**REQUEST**
Copy out the entries in full and with complete accuracy; pictures are excluded.
=== RECORDS ===
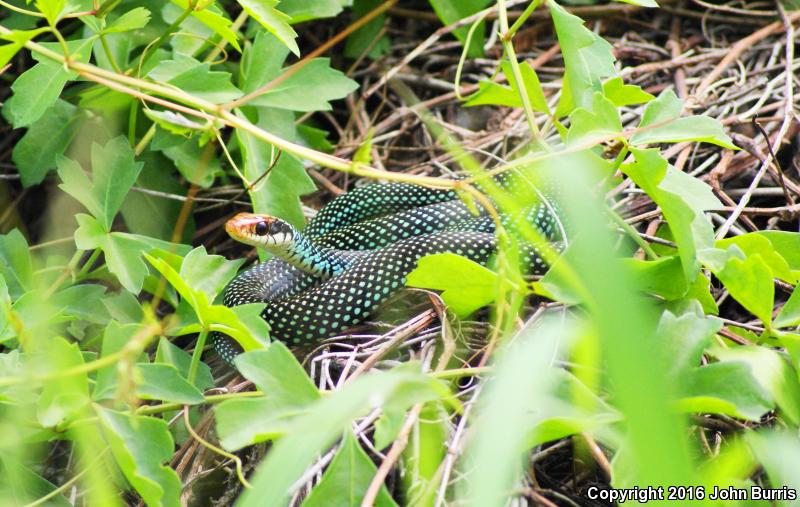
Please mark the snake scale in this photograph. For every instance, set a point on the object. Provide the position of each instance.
(356, 253)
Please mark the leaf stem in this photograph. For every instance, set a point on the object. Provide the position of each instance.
(198, 351)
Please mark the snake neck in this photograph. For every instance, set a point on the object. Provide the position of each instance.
(303, 254)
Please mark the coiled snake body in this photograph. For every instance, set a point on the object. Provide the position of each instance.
(355, 254)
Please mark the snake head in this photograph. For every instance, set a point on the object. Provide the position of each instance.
(260, 230)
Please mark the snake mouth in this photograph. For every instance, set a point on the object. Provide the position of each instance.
(259, 230)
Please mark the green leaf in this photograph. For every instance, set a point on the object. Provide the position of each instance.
(724, 388)
(140, 446)
(198, 165)
(755, 243)
(682, 199)
(772, 372)
(164, 382)
(18, 40)
(305, 10)
(115, 337)
(588, 60)
(277, 194)
(621, 94)
(272, 19)
(347, 478)
(35, 154)
(70, 394)
(362, 39)
(324, 422)
(114, 172)
(532, 86)
(493, 94)
(134, 19)
(749, 282)
(25, 486)
(208, 274)
(450, 11)
(172, 355)
(243, 422)
(216, 22)
(123, 252)
(51, 9)
(276, 372)
(15, 263)
(590, 127)
(466, 284)
(196, 78)
(661, 123)
(37, 89)
(524, 378)
(310, 88)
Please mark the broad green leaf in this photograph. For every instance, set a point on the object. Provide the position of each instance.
(724, 388)
(196, 78)
(451, 11)
(213, 20)
(522, 383)
(25, 486)
(588, 60)
(115, 337)
(787, 244)
(425, 453)
(592, 126)
(621, 94)
(276, 372)
(17, 40)
(261, 62)
(37, 89)
(198, 165)
(139, 208)
(176, 123)
(661, 277)
(364, 38)
(466, 284)
(493, 94)
(35, 154)
(70, 394)
(170, 354)
(272, 19)
(114, 172)
(243, 422)
(279, 192)
(347, 478)
(213, 317)
(749, 282)
(772, 372)
(140, 446)
(123, 252)
(51, 9)
(324, 422)
(309, 88)
(682, 199)
(208, 273)
(163, 382)
(304, 10)
(755, 243)
(661, 123)
(531, 83)
(134, 19)
(16, 266)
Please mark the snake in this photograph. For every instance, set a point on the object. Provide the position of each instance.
(357, 252)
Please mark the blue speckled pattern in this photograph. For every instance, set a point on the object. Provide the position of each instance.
===
**FULL SOLUTION**
Please mark the snake scale in this photograph. For every instance, set a point on the object. Provide the position of each instance.
(356, 253)
Please mark the leaf stem in this photograph. For every instance, set a point on the object. Provide the position of each instance.
(198, 351)
Please mark the snake neck in this photograph. For every instance, set a point on the object. Provide the position of each instance.
(303, 254)
Please mark the coiled snake body in this photograph. For every instance, set a point on the object. Provide the position of each instance.
(355, 254)
Please mark the snake head in this photograph. For every instance, set a point on the object. Provide the position of each instance.
(260, 230)
Please mark the snake mouth in this photograph. For every instance, set a point on the object. Provide the position of each instance.
(259, 230)
Please mark the green leaf in this photograph. For every instance, set a point on the object. Provide the position of each instance.
(724, 388)
(140, 446)
(198, 165)
(755, 243)
(682, 199)
(772, 372)
(164, 382)
(18, 40)
(305, 10)
(115, 337)
(588, 60)
(277, 194)
(621, 94)
(272, 19)
(347, 478)
(35, 154)
(70, 394)
(362, 39)
(324, 422)
(114, 172)
(532, 86)
(493, 94)
(134, 19)
(749, 282)
(25, 486)
(208, 274)
(450, 11)
(172, 355)
(243, 422)
(216, 22)
(123, 252)
(51, 9)
(276, 372)
(15, 263)
(590, 127)
(466, 284)
(196, 78)
(661, 123)
(37, 89)
(524, 378)
(310, 88)
Please mark the broad green leaf in this photograph. For every instance, set a point on the object. Provide the position of each instance.
(724, 388)
(196, 78)
(451, 11)
(213, 20)
(522, 383)
(25, 486)
(588, 60)
(115, 337)
(787, 244)
(425, 453)
(592, 126)
(621, 94)
(276, 372)
(17, 40)
(261, 62)
(37, 89)
(198, 165)
(139, 208)
(176, 123)
(661, 277)
(364, 38)
(466, 284)
(493, 94)
(35, 154)
(70, 394)
(170, 354)
(272, 19)
(114, 172)
(243, 422)
(279, 192)
(347, 478)
(213, 317)
(749, 282)
(772, 372)
(140, 446)
(123, 252)
(51, 9)
(324, 422)
(309, 88)
(682, 199)
(208, 273)
(163, 382)
(304, 10)
(755, 243)
(661, 123)
(531, 83)
(134, 19)
(16, 266)
Please mark the snake in this photograph. For every instance, set a point on the object. Provide the position of each instance.
(357, 252)
Please mark the blue speckled pattern in this photograph. For every instance, set a point on the object. Provide the position of each instance.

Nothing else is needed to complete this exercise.